PROBLEM DETAILS -
Locate each line in the records below that contains the string "white" and copy those lines in full. Treat the match as case-sensitive.

:: DATASET ROWS ::

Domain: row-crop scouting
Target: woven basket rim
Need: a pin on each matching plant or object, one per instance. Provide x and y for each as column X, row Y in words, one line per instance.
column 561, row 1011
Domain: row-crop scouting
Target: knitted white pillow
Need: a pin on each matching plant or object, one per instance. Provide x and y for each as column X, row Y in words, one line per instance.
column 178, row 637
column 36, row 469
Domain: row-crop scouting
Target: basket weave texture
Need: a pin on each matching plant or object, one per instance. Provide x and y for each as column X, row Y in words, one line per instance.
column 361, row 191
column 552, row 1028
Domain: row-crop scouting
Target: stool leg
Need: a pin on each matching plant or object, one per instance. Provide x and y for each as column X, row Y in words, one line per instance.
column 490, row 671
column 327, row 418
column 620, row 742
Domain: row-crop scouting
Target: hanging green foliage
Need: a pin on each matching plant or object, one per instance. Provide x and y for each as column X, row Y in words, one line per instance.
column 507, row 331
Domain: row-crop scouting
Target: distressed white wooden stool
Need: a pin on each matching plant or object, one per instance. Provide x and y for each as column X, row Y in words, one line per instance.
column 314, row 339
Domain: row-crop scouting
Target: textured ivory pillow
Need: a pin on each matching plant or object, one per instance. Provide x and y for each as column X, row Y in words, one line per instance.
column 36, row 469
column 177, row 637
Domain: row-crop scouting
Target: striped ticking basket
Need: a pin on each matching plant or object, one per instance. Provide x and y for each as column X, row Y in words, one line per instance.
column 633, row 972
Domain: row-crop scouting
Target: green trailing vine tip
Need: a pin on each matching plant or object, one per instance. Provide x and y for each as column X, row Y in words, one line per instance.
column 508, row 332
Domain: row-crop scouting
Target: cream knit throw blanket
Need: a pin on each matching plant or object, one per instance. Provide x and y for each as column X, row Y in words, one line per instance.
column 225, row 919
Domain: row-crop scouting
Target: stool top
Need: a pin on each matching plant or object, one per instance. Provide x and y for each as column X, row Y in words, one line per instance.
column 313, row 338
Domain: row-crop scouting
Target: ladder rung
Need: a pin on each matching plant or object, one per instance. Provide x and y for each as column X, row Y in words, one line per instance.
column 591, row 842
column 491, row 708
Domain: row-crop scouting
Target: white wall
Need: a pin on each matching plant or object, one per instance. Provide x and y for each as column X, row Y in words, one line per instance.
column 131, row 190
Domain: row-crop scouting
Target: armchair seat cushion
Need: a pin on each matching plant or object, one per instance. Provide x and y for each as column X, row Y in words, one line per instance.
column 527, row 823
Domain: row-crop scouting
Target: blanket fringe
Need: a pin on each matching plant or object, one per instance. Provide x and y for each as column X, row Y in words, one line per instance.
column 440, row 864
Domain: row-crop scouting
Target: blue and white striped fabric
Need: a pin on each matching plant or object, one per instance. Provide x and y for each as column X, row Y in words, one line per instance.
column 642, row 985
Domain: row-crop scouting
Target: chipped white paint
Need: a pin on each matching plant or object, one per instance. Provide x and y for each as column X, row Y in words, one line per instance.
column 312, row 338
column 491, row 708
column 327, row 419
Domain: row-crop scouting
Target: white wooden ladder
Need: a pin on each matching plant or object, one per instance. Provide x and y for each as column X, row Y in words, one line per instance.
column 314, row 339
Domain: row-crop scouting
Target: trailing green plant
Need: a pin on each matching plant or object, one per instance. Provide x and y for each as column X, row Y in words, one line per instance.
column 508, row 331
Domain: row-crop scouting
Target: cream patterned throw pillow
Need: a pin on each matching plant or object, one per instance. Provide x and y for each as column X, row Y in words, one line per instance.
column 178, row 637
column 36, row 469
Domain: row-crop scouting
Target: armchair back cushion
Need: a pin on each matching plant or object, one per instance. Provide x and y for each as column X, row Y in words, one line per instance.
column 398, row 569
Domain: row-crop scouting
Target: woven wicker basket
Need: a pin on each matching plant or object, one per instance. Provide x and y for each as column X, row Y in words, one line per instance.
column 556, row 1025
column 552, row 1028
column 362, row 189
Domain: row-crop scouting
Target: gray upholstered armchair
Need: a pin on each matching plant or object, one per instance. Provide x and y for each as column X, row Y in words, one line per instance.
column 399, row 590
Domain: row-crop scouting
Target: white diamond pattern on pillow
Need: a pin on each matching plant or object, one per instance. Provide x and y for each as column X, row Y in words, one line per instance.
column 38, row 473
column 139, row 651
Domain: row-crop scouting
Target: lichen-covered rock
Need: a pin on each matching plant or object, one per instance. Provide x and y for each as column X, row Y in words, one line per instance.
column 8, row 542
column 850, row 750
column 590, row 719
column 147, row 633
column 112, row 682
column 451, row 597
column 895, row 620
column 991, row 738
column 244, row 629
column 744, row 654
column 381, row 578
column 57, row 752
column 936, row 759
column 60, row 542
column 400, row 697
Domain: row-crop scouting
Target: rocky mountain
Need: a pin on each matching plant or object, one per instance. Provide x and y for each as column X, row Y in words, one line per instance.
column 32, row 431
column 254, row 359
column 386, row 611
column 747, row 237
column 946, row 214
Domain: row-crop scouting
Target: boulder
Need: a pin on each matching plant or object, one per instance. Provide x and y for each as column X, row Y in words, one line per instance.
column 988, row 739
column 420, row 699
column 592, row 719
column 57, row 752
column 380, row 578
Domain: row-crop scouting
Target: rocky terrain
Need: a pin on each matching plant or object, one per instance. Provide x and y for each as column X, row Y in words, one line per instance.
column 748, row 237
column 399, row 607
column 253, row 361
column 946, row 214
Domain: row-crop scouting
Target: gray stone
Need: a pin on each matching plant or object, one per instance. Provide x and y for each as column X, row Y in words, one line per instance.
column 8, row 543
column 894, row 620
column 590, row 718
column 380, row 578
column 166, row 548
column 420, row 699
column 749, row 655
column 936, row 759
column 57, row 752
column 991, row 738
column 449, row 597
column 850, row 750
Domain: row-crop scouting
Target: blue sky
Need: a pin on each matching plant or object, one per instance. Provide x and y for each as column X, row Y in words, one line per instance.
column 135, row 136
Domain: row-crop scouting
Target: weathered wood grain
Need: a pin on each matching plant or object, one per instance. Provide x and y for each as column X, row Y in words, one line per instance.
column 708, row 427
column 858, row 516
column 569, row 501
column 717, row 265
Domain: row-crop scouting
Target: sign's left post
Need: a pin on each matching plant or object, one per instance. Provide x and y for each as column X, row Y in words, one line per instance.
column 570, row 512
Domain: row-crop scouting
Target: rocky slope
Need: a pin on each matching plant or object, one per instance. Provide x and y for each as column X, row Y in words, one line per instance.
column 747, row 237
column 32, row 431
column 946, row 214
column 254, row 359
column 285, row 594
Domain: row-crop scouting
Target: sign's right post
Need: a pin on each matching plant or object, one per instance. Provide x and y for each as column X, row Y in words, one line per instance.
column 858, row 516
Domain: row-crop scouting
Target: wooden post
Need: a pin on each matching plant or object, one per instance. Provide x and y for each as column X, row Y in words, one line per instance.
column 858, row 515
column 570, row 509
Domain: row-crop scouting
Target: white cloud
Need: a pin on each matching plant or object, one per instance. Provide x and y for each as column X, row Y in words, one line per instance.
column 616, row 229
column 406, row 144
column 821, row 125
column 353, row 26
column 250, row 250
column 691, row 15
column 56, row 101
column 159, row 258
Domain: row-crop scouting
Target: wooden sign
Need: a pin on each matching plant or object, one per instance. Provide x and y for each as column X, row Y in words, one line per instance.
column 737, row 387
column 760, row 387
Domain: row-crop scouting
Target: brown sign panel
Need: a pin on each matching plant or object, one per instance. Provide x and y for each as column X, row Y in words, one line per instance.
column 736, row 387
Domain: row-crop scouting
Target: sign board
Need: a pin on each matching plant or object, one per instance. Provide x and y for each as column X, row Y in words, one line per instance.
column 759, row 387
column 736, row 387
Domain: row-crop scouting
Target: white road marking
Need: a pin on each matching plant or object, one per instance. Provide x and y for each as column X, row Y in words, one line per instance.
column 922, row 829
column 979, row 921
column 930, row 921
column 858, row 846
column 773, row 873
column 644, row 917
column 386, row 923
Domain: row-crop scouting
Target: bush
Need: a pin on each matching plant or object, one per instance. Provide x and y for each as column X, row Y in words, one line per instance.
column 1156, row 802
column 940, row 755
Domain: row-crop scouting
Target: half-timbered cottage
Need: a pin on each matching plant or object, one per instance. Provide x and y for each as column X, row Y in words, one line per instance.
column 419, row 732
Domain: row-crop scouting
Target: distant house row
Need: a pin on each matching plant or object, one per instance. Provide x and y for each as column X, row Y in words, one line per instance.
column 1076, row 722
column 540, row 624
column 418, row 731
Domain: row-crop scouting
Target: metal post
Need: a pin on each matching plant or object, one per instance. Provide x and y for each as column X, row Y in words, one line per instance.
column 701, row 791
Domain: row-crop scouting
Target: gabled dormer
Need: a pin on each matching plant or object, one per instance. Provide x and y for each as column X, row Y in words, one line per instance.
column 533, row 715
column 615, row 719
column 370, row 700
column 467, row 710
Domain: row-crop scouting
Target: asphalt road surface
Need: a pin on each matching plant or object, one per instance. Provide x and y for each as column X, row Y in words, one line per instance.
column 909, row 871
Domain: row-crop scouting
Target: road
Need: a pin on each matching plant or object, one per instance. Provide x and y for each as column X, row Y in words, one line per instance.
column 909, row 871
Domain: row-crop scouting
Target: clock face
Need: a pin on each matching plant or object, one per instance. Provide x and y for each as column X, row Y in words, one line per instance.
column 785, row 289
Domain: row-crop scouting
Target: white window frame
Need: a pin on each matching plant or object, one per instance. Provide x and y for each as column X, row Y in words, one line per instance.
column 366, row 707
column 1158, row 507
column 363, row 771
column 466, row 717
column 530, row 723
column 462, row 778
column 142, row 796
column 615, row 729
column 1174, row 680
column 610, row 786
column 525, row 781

:::

SOLUTION FOR THIS EXERCISE -
Target: knitted white pillow
Target: distressed white wooden stool
Target: white wall
Target: blue and white striped fabric
Target: chipped white paint
Target: white wooden ladder
Target: white diamond pattern on pillow
Target: white cloud
Target: white road marking
Target: white window frame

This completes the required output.